Problema planteado
Presente como lista numerada todo lo que va desde el comienzo de las filas hasta la línea que contiene "x=802 y=197", ambos extremos incluidos, y omita las líneas en blanco.

-- -- --

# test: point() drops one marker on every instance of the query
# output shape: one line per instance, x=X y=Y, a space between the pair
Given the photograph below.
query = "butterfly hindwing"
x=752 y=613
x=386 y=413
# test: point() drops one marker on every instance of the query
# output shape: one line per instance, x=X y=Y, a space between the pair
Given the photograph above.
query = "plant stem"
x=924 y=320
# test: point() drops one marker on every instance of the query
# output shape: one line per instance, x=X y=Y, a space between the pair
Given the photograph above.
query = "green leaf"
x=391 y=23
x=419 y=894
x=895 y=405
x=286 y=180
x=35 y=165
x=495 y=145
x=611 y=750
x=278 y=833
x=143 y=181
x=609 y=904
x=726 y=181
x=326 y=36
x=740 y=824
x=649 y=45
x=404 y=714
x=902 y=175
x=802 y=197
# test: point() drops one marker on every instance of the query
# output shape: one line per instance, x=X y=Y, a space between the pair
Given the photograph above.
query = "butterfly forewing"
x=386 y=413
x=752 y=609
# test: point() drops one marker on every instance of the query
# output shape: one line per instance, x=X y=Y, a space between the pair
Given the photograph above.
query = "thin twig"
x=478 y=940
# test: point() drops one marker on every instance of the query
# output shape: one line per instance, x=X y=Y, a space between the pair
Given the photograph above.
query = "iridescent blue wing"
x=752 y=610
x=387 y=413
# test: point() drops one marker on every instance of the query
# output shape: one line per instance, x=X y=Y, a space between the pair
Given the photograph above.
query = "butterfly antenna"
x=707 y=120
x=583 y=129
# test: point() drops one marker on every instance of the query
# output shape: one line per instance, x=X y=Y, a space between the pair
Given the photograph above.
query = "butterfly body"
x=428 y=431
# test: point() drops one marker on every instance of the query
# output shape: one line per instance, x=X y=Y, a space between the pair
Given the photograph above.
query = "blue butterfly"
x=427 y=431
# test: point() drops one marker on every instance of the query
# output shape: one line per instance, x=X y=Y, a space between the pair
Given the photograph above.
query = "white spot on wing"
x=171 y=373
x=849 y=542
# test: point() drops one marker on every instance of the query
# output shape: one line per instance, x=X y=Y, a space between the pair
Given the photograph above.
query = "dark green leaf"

-- -- --

Respuesta escrita
1. # test: point() drops one marker on every instance of the query
2. # output shape: one line per instance, x=X y=Y, a space between the pair
3. Given the photograph below.
4. query = "butterfly hindwing"
5. x=752 y=613
6. x=386 y=413
7. # test: point() drops one marker on every instance of the query
8. # output shape: one line per instance, x=X y=Y, a space between the pair
9. Given the photograph above.
10. query = "plant stem"
11. x=924 y=320
12. # test: point() drops one marker on every instance of the query
13. # output shape: one line per instance, x=X y=Y, a space between the pair
14. Given the photograph above.
15. query = "green leaf"
16. x=391 y=23
17. x=419 y=894
18. x=895 y=405
19. x=286 y=180
20. x=35 y=165
21. x=495 y=145
22. x=611 y=750
23. x=278 y=833
24. x=143 y=181
25. x=609 y=904
26. x=726 y=181
27. x=326 y=36
28. x=740 y=824
29. x=649 y=45
30. x=404 y=714
31. x=902 y=175
32. x=802 y=197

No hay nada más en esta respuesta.